• **ФРАГМЕНТ ДЛЯ ЧТЕНИЯ**
И то, если бы все ненацисты уехали, кто бы объяснил детям, что лгать нехорошо, бить слабых плохо, кичиться своим происхождением скверно, ну и руки перед едой мыть все-таки желательно?
Шварц и Олейников
Не было более разных людей, которые дружили бы так, как Евгений Шварц и Николай Олейников. Мы не знаем и никогда не узнаем, что думал о своем друге Олейников. (Мы вообще плохо себе представляем, что думал этот странный, загадочный человек.) Но… если почитать дневниково-мемуарные записи Евгения Шварца про Олейникова, то становится ощутимо (со страниц брызнет) удивительное, право же, ощущение: взрывоопасная смесь боязни, непонимания, уважения, едва ли не восторга.
Один эпизод: Шварц и Олейников едут в пригородный пионерлагерь развлекать детей. Машина предоставлена государством. Дети — святое дело. Их нужно развлекать веселыми рассказами и стихами. Лопается шина. Машина останавливается. Шофер начинает возиться с колесом. На обочину выходят Олейников и Шварц. Олейников, закуривая: «Что случилось?» Шофер (спокойно): «Вы же видите: шина лопнула…» Олейников (затянувшись и сбросив пепел, так же спокойно): «Мы едем на госмероприятие. У Вашей машины лопается шина. Это — акт вредительства. Вы — вредитель. Я вас посажу…»
Шварц вздрагивает. Шофер сереет, бледнеет, краснеет (в общем, все цвета спектра) и с невероятной скоростью меняет колесо. Олейников не успевает папиросу докурить: можно ехать. По записи Шварца видно: он не понимает — это шутка такая была у Макара Свирепого (псевдоним Олейникова), или он такой способ нашел поторопить шофера (безотказный, надо признать), или он… всерьез? Что — согласитесь — жутко. Хотя даже шутка (если это шутка) — жутка. Самому Олейникову после этой поездки до ареста, пыток и расстрела оставался год с небольшим.

• **ИСХОДНЫЙ МАТЕРИАЛ**
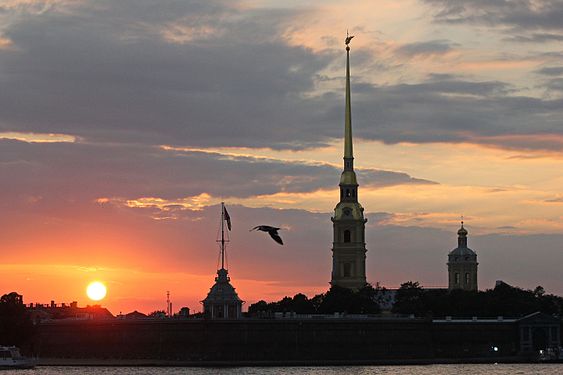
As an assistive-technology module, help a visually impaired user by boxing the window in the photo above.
[344,229,351,243]
[344,263,352,277]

• **РАБОЧЕЕ ЗАДАНИЕ**
Продолжите фрагмент о Шварце и Олейникове, начав сразу после его последнего предложения. Материал не имеет отношения к фрагменту о Шварце и Олейникове.

• **РЕЗУЛЬТАТ ВЫПОЛНЕНИЯ**
Не раз и не два Шварц в дневнике пишет об особой умной змеиной злости своего друга («впрыскивал яд» — такая метафора по отношению к Олейникову часто применяется Шварцем). Уместно вспомнить слова Ахматовой про Абрама Терца и Андрея Синявского: «Абрам Терц — это Андрюша Синявский? Не верю… Терц — само зло. Андрюша — само добро…» Умело разложила кентавра. Таким кентавром и были Олейников и Шварц. Разные во всем.
Интеллигентная левая социал-демократическая еврейская семья и среда у Шварца. Казачья, корневая, скрепоносная, традиционная среда и семья у Олейникова. Шварц вспоминает свое детство едва ли не с ностальгией. Олейников слышать о нем (об этом детстве и отрочестве) не хочет. В начале Гражданской войны юнкер-доброволец Евгений Шварц вместе с другими юнкерами штурмует Екатеринодар, занятый узурпаторами-большевиками, свергшими демократическое Временное правительство, разогнавшими Учредительное собрание, заключившими похабный мир с немцами. Олейников готов уйти в Красную армию, выпорот до полусмерти своим отцом, брошен в сарай до отправки в белую контрразведку. Бежал. Добежал до Красной армии. Воевал.
Тяжело контуженный во время штурма Екатеринодара (отсюда вечно дрожащие руки, тремор и скверный почерк) Евгений Шварц работал в екатеринодарском театре. Деникинский режим и ему, и другим либерально, демократически настроенным работникам театра был не по нутру. Еще и поэтому они поставили пьесу поэта, оставшегося на той, на красной стороне, в красном Петрограде… «Гондлу» Гумилева.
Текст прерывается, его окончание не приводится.